DIRECTIVE: Present every line of the saved entries below as a Markdown table with the columns No. and Line, and leave out blank lines.

(Saved entries)
= = = = = = =
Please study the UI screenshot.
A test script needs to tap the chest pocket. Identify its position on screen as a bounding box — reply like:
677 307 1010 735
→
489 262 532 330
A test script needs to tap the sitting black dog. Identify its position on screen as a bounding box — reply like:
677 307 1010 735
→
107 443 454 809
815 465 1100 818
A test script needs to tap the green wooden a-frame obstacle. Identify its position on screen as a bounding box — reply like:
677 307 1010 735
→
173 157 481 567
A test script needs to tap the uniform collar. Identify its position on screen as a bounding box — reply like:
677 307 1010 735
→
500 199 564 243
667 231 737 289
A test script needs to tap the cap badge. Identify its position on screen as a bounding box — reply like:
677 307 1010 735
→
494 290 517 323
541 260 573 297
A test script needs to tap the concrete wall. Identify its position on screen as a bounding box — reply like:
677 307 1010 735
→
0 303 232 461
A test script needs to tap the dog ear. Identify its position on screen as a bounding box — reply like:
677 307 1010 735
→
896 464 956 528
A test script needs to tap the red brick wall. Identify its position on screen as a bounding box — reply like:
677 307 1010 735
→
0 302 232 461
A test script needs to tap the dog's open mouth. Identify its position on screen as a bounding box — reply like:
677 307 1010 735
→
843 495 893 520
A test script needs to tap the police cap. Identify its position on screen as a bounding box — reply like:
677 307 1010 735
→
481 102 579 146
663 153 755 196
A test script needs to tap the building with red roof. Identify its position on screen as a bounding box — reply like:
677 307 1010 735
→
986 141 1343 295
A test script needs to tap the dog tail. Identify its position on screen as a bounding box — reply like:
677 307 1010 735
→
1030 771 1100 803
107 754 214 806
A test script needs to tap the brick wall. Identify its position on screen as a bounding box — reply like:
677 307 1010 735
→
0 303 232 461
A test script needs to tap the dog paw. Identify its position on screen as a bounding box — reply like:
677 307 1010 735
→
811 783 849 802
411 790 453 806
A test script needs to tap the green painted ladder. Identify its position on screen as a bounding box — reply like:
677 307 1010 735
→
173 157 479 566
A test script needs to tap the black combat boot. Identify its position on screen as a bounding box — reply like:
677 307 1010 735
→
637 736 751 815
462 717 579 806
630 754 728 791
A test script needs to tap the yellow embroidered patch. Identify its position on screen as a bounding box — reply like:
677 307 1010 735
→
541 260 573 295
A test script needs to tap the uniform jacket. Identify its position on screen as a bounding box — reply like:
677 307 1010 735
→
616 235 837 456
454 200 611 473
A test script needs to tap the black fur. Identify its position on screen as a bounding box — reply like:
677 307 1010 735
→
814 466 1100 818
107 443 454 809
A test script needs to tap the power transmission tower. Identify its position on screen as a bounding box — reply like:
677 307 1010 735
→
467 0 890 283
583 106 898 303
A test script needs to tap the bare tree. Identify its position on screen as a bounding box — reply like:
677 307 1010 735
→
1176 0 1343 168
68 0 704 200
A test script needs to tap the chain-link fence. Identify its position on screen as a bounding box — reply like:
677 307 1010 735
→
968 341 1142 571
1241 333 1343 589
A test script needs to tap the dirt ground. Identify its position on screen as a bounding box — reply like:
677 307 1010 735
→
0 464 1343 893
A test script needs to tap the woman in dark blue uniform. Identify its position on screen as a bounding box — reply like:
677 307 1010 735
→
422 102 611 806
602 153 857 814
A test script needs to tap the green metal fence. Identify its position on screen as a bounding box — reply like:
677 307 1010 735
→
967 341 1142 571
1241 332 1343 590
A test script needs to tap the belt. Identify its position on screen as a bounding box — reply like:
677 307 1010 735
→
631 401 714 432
= = = = = = =
WRITTEN SOLUTION:
| No. | Line |
|---|---|
| 1 | Please study the UI screenshot. |
| 2 | A test script needs to tap the chest pocket. Identify its position on screen as a bounding box — reply like: |
| 3 | 677 307 1010 735 |
| 4 | → |
| 5 | 489 262 532 330 |
| 6 | A test script needs to tap the sitting black dog. Identify its position on screen as a bounding box — reply like: |
| 7 | 677 307 1010 735 |
| 8 | → |
| 9 | 107 443 454 809 |
| 10 | 815 465 1100 818 |
| 11 | A test script needs to tap the green wooden a-frame obstacle. Identify its position on screen as a bounding box — reply like: |
| 12 | 677 307 1010 735 |
| 13 | → |
| 14 | 173 157 481 567 |
| 15 | A test script needs to tap the uniform collar. Identify its position on screen as a bounding box — reply like: |
| 16 | 677 307 1010 735 |
| 17 | → |
| 18 | 500 199 564 243 |
| 19 | 667 231 737 289 |
| 20 | A test script needs to tap the cap badge. Identify its position on screen as a bounding box — reply like: |
| 21 | 677 307 1010 735 |
| 22 | → |
| 23 | 494 290 517 323 |
| 24 | 541 260 573 297 |
| 25 | A test script needs to tap the concrete wall. Identify its position on screen as a bounding box — reply like: |
| 26 | 677 307 1010 735 |
| 27 | → |
| 28 | 0 303 232 461 |
| 29 | A test script needs to tap the dog ear. Identify its position on screen as a bounding box — reply like: |
| 30 | 677 307 1010 735 |
| 31 | → |
| 32 | 896 464 956 528 |
| 33 | A test script needs to tap the red brick wall. Identify its position on screen as a bounding box — reply like: |
| 34 | 677 307 1010 735 |
| 35 | → |
| 36 | 0 302 232 461 |
| 37 | A test script needs to tap the dog's open mouth. Identify its position on screen as a bounding box — reply like: |
| 38 | 677 307 1010 735 |
| 39 | → |
| 40 | 843 495 893 520 |
| 41 | A test script needs to tap the police cap. Identify its position on screen as a bounding box — reply like: |
| 42 | 677 307 1010 735 |
| 43 | → |
| 44 | 481 102 579 146 |
| 45 | 663 153 755 196 |
| 46 | A test script needs to tap the building with red roof. Identify its position on screen as a bounding box — reply like: |
| 47 | 677 307 1010 735 |
| 48 | → |
| 49 | 986 141 1343 295 |
| 50 | A test script needs to tap the dog tail. Identify its position on screen as a bounding box — reply like: |
| 51 | 677 307 1010 735 |
| 52 | → |
| 53 | 1030 771 1100 803 |
| 54 | 107 754 214 806 |
| 55 | A test script needs to tap the brick wall. Identify its position on screen as a bounding box — reply like: |
| 56 | 677 307 1010 735 |
| 57 | → |
| 58 | 0 303 232 461 |
| 59 | A test script needs to tap the dog paw. Identify its position on screen as a bounding box — reply like: |
| 60 | 677 307 1010 735 |
| 61 | → |
| 62 | 811 783 849 802 |
| 63 | 411 790 453 806 |
| 64 | A test script needs to tap the green painted ladder. Identify its position on screen as a bounding box — reply like: |
| 65 | 677 307 1010 735 |
| 66 | → |
| 67 | 173 157 479 566 |
| 68 | A test script needs to tap the black combat boot. Identify its position on screen as a bounding box — reply like: |
| 69 | 677 307 1010 735 |
| 70 | → |
| 71 | 637 736 751 815 |
| 72 | 462 717 579 806 |
| 73 | 630 754 728 791 |
| 74 | A test script needs to tap the yellow embroidered patch. Identify its position on screen as a bounding box — reply like: |
| 75 | 677 307 1010 735 |
| 76 | → |
| 77 | 541 260 573 295 |
| 78 | A test script needs to tap the uniform jacket. Identify its position on screen as a bounding box — reply like: |
| 79 | 677 307 1010 735 |
| 80 | → |
| 81 | 616 235 837 456 |
| 82 | 454 200 611 473 |
| 83 | A test script needs to tap the black fur. Identify its position on screen as a bounding box — reply like: |
| 84 | 677 307 1010 735 |
| 85 | → |
| 86 | 814 466 1100 818 |
| 87 | 107 443 454 809 |
| 88 | A test script needs to tap the power transmission tower. Identify its position on screen as a bounding box — reply like: |
| 89 | 677 307 1010 735 |
| 90 | → |
| 91 | 467 0 890 283 |
| 92 | 583 106 898 303 |
| 93 | A test script needs to tap the bare tree. Identify its position on screen as a bounding box — reply like: |
| 94 | 677 307 1010 735 |
| 95 | → |
| 96 | 1176 0 1343 168 |
| 97 | 68 0 704 200 |
| 98 | A test script needs to tap the chain-link fence. Identify its position on screen as a bounding box — reply like: |
| 99 | 677 307 1010 735 |
| 100 | → |
| 101 | 968 341 1142 571 |
| 102 | 1241 333 1343 589 |
| 103 | A test script needs to tap the dirt ground. Identify its position on screen as a bounding box — reply like: |
| 104 | 677 307 1010 735 |
| 105 | → |
| 106 | 0 464 1343 893 |
| 107 | A test script needs to tap the woman in dark blue uniform. Identify its position on screen as a bounding box — reply like: |
| 108 | 677 307 1010 735 |
| 109 | → |
| 110 | 422 102 611 806 |
| 111 | 602 153 857 814 |
| 112 | A test script needs to tap the green metal fence. Identify its position on screen as a bounding box — reply like: |
| 113 | 677 307 1010 735 |
| 114 | → |
| 115 | 967 341 1142 571 |
| 116 | 1241 332 1343 590 |
| 117 | A test script needs to tap the belt. Identify its position on screen as a bounding box — reply like: |
| 118 | 677 307 1010 735 |
| 119 | → |
| 120 | 631 401 714 432 |